* **WORK REQUIRED**:
From the first line to the last, copy the data below word for word.

* **GIVEN RECORDS**:
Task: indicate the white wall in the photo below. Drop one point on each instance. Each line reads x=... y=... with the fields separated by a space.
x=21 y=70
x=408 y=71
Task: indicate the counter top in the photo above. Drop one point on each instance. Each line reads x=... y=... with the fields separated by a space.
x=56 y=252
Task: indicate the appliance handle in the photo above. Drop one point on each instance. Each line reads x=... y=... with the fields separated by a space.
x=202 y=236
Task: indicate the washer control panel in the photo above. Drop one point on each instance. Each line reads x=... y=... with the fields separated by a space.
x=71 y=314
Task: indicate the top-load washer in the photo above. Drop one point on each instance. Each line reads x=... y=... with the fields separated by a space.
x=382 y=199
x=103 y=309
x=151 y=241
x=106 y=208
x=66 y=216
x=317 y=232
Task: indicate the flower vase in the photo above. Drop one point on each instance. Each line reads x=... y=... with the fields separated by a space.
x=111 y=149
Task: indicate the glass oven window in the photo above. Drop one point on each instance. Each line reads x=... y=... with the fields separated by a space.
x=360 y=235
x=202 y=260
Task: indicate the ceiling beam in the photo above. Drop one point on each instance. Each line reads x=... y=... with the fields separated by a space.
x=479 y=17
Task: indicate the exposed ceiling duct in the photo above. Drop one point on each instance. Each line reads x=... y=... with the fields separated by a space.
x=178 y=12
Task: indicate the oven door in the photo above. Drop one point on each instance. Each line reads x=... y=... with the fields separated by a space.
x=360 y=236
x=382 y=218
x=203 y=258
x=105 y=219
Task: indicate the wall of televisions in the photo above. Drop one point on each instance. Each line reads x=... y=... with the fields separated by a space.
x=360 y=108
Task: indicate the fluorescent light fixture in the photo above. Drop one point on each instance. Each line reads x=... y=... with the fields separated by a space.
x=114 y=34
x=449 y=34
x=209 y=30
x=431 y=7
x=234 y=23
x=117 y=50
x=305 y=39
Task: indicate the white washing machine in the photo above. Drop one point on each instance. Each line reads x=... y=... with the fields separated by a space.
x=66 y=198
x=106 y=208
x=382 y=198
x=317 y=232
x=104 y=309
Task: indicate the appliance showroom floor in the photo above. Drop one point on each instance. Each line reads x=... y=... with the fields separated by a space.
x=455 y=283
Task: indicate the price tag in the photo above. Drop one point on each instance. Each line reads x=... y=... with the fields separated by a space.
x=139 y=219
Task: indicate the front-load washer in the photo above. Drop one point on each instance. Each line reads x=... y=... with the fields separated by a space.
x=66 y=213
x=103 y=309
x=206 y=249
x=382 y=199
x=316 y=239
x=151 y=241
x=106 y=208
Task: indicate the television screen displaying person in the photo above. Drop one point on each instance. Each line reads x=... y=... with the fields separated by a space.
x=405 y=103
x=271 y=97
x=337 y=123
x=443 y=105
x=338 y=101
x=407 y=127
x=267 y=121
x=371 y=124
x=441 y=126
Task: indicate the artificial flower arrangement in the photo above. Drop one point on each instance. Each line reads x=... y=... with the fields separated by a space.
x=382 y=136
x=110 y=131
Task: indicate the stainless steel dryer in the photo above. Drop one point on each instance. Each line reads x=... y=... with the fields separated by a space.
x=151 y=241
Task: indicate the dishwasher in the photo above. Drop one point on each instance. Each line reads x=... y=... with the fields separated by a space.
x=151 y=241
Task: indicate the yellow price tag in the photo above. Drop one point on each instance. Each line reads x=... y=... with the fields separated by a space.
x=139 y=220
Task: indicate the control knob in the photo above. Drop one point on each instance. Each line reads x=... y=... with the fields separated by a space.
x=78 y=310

* **YOUR RESPONSE**:
Task: indicate the white wall in the photo below. Drop one point on each instance. Each line reads x=... y=... with the fields separated by a space.
x=21 y=70
x=408 y=71
Task: indicate the counter top in the photo above. Drop one point on each instance. Each line reads x=... y=... with the fields separated by a space.
x=56 y=252
Task: indicate the appliance handle in the photo above. Drop one point on each instance. Each line reads x=... y=... with the fields separated by a space.
x=202 y=236
Task: indicate the washer control panel in the photo above. Drop one point on each instance. Each line reads x=... y=... with the fields separated by a space.
x=71 y=314
Task: indicate the top-load washer in the photo above. Drop one point on each instance. Each line reads x=... y=... with the fields separated by a space.
x=382 y=199
x=103 y=309
x=151 y=241
x=106 y=208
x=66 y=216
x=317 y=232
Task: indicate the flower vase in the photo above. Drop one point on each instance. Each line reads x=... y=... with the fields separated by a space.
x=111 y=149
Task: indicate the glass oven window in the photo above. Drop one point on each instance. Each line reads x=... y=... with the fields separated by a space.
x=360 y=235
x=202 y=260
Task: indicate the ceiling beam in the photo above. Drop one point on each instance. Each line reads x=... y=... with the fields separated by a space.
x=479 y=17
Task: indicate the exposed ceiling duct in the photo above. Drop one point on each instance. Each line reads x=... y=... with the fields separated by a space.
x=178 y=12
Task: indicate the oven door in the photo above. Drop one point on each instance. Each line reads x=... y=... with the fields separated by a space.
x=360 y=236
x=382 y=218
x=203 y=258
x=105 y=219
Task: indicate the wall of televisions in the photo above. Drop one point on each instance. Each line reads x=... y=... with the fields separated by a space.
x=360 y=108
Task: indicate the fluorescent light fixture in the photo above. Drop one point on each instance. Each line reads x=... y=... with the fields separated by a space.
x=114 y=34
x=449 y=34
x=209 y=30
x=431 y=7
x=234 y=23
x=117 y=50
x=305 y=39
Task: indicate the white washing machine in the photo above. Drop one point on each instance. Each line reads x=... y=... with the fields separated by a space.
x=66 y=198
x=106 y=208
x=382 y=198
x=317 y=232
x=104 y=309
Task: indicate the appliance showroom floor in the photo above. Drop one point on each instance. Each line reads x=... y=... with the fields separated by a space.
x=455 y=283
Task: indicate the price tag in the photo above. Drop one point on each instance. Each line reads x=... y=... with the fields separated by a space.
x=139 y=219
Task: indicate the front-load washer in the photo above. Drop one point on each instance. Each line reads x=... y=... with the fields separated by a space.
x=66 y=213
x=103 y=309
x=206 y=249
x=382 y=199
x=316 y=239
x=151 y=241
x=106 y=208
Task: indicate the television screen displaying person in the photo above. Drop one point on each instance. Each line reads x=... y=... with the fields separated by a space.
x=405 y=103
x=271 y=97
x=337 y=123
x=443 y=105
x=338 y=101
x=407 y=127
x=267 y=121
x=371 y=124
x=441 y=126
Task: indicate the artificial flower arrangement in the photo above. Drop one point on each instance. Each line reads x=... y=... with the fields separated by a space.
x=382 y=136
x=110 y=131
Task: indicate the stainless steel dryer in the photo above. Drop one point on each instance. Each line reads x=... y=... with the fields separated by a space.
x=151 y=241
Task: indicate the dishwasher in the photo above. Drop one point on each instance. Each line reads x=... y=... with the fields separated by a space.
x=151 y=241
Task: indicate the yellow price tag in the photo above. Drop one point on each instance. Each line reads x=... y=... with the fields separated by a space.
x=139 y=220
Task: indicate the control knob in the photo above. Drop one point on each instance. Each line reads x=... y=... with the fields separated by a space.
x=78 y=310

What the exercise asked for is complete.